EXERCISE DIRECTIONS
Return exactly the span of lines that opens with the line containing "Can you spot the held" and closes with the last line of the data, inclusive.

MATERIAL FOR THE TASK
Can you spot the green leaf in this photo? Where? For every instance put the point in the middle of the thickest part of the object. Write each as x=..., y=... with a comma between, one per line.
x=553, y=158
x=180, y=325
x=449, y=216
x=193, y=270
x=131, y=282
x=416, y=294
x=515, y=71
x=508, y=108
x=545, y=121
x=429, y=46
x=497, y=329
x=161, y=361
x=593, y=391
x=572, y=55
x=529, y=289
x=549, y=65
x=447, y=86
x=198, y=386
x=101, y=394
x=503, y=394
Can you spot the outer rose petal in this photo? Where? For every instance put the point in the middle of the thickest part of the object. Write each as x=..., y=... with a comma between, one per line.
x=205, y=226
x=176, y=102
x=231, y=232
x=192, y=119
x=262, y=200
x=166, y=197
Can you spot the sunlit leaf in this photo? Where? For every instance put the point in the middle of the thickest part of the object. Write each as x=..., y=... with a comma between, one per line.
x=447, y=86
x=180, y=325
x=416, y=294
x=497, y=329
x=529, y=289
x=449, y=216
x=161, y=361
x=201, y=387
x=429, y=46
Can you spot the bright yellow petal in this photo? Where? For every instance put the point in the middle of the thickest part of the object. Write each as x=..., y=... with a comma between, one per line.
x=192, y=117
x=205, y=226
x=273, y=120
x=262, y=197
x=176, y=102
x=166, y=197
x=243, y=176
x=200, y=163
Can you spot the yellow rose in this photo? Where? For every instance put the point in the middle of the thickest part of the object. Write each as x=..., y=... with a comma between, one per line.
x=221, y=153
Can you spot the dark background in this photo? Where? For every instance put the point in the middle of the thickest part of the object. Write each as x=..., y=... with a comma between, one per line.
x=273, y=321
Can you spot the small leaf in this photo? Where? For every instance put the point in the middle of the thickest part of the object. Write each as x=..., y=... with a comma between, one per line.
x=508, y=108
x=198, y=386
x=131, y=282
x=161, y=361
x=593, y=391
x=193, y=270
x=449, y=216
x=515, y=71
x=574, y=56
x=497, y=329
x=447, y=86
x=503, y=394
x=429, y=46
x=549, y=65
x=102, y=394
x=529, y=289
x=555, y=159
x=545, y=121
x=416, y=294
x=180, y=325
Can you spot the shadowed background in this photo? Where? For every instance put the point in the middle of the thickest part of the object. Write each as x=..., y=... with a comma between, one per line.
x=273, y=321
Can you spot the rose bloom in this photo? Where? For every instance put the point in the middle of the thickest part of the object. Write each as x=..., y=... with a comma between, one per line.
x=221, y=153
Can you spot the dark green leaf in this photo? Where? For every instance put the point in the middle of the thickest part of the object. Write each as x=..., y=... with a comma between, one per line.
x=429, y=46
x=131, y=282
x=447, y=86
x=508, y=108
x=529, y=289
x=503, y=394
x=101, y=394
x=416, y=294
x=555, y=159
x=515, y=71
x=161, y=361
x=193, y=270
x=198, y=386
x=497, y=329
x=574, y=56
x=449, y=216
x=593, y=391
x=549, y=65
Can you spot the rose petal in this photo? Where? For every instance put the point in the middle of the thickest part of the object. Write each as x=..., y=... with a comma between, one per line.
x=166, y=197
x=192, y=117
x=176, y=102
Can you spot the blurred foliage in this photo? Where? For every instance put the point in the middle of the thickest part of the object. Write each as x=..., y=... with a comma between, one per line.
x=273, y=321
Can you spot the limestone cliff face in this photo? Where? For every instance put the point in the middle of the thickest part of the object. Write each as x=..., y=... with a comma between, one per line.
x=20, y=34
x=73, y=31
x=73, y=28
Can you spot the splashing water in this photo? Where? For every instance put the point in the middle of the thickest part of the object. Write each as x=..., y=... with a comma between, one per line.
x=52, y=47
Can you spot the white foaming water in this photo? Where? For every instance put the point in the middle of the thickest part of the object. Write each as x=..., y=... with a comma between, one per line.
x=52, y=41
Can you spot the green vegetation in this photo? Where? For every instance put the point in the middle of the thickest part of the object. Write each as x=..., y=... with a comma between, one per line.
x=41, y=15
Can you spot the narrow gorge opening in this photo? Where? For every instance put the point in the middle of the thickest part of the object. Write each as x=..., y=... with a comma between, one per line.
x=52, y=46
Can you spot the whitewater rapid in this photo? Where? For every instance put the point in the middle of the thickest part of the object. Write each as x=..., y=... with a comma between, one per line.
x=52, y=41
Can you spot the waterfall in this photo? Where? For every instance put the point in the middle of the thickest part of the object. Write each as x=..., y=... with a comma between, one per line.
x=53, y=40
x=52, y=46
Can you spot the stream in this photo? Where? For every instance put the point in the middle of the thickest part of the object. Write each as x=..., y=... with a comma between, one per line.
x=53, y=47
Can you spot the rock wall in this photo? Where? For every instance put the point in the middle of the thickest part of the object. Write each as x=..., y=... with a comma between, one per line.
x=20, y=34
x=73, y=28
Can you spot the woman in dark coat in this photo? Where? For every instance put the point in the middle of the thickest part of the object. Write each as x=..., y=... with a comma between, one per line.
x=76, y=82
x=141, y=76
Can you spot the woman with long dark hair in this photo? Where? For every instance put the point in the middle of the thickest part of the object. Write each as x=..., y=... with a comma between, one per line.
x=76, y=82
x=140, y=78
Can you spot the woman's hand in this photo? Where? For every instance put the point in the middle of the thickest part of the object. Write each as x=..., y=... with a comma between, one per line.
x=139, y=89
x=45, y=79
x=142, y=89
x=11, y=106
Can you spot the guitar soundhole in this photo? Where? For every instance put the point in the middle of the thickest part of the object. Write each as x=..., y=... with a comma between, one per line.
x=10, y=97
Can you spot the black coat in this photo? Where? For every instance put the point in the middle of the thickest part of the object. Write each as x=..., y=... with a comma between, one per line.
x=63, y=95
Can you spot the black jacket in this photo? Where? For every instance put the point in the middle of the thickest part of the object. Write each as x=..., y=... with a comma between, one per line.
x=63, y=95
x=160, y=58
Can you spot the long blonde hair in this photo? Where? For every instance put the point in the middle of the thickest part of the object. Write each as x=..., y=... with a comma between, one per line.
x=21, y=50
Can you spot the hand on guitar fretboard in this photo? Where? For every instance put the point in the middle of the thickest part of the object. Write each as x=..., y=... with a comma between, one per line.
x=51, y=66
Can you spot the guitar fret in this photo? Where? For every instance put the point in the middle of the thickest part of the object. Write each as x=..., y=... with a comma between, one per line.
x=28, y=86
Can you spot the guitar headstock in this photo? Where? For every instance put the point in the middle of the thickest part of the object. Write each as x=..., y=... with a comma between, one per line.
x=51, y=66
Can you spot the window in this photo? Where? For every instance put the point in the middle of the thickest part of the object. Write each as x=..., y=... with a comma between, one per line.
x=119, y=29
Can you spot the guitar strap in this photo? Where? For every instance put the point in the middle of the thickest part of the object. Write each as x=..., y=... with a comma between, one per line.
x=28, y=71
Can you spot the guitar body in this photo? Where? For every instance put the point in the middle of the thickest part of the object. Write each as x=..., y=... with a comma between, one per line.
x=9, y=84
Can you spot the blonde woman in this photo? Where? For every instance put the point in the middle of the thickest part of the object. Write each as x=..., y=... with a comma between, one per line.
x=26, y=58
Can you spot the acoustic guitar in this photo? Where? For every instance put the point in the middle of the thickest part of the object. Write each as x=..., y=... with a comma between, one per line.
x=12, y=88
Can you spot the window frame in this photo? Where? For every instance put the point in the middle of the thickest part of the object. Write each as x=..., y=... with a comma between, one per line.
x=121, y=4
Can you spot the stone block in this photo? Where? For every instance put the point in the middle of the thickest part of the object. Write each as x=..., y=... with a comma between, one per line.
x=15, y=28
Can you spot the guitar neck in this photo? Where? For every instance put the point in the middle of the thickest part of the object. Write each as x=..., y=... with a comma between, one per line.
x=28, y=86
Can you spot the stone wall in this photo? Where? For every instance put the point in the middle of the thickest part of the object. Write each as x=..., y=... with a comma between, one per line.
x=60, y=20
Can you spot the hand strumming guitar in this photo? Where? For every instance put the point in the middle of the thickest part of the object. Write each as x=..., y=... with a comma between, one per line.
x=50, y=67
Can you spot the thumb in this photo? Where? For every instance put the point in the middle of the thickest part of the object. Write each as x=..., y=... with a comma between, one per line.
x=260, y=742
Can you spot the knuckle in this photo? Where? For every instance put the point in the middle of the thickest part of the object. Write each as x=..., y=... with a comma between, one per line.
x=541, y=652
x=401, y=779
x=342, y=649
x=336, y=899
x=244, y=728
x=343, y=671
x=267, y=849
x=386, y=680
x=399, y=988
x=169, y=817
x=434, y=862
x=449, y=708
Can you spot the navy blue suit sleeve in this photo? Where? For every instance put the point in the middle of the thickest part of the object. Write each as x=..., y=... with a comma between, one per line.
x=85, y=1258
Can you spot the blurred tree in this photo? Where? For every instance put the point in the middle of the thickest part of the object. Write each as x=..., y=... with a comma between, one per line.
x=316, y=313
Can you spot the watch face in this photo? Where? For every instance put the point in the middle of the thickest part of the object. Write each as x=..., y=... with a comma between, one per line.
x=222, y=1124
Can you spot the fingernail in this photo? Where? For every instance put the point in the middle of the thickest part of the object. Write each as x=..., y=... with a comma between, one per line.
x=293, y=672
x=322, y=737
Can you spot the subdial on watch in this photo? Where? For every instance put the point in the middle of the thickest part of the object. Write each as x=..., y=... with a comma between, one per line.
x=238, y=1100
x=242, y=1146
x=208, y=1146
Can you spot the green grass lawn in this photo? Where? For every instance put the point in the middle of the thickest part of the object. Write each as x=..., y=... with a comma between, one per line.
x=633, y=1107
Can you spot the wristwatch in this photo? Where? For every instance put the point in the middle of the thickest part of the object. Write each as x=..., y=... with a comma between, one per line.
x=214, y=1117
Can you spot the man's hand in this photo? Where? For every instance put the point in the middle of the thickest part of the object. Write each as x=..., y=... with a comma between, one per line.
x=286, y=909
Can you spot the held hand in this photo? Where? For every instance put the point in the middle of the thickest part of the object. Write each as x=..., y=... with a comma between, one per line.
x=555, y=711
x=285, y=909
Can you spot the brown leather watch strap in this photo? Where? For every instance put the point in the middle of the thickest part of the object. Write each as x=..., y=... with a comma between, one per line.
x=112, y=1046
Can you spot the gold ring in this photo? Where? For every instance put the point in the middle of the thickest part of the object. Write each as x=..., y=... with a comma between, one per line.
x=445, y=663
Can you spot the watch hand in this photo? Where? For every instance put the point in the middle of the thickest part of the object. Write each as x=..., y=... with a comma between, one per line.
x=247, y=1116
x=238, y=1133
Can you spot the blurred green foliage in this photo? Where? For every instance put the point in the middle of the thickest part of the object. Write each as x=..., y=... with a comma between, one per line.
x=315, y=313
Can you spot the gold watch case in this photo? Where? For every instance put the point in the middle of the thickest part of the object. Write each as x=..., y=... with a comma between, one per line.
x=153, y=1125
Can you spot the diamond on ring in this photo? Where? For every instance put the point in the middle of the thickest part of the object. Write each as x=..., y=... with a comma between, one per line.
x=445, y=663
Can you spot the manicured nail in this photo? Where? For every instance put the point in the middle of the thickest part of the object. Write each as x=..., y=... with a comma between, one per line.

SOLUTION BELOW
Can you spot the held hand in this photo? Where? For every instance put the point in the middle of the thickest part of the object. Write each as x=..., y=... with a comma between, one per line.
x=555, y=711
x=285, y=909
Can you spot the brown leather watch strap in this photo? Where? For every instance put the point in the middle of the thickest part of the object. Write each as x=..., y=... with a comma between, one per line.
x=112, y=1046
Can you spot the gold ring in this photo? Where? For every instance put the point in the middle of the thickest part of the object. Write each as x=..., y=... with a comma between, one per line.
x=445, y=663
Can you spot the watch hand in this photo? Where? For every instance put the point in the middle of the thickest part of the object. Write each as x=..., y=... with a comma between, one per line.
x=247, y=1116
x=238, y=1133
Can you spot the blurred green foliage in this photo? Where? For every instance put the point in the middle of the thickest part of the object. Write each as x=..., y=... with a comma between, one per line.
x=315, y=313
Can you spot the gold watch case in this photo? Where? For every instance put the point in the middle of the thickest part of the object. Write each as x=..., y=... with a comma between, one per line.
x=153, y=1125
Can you spot the diamond on ring in this photo? Where? For every instance put the point in the middle of the thickest part of the object. Write each as x=..., y=... with a comma between, one per line.
x=445, y=663
Can you spot the manicured nail in this photo? Where? For every instance put the point in the middle of the thickest part of the object. Write each as x=..., y=... with a comma between, one per line.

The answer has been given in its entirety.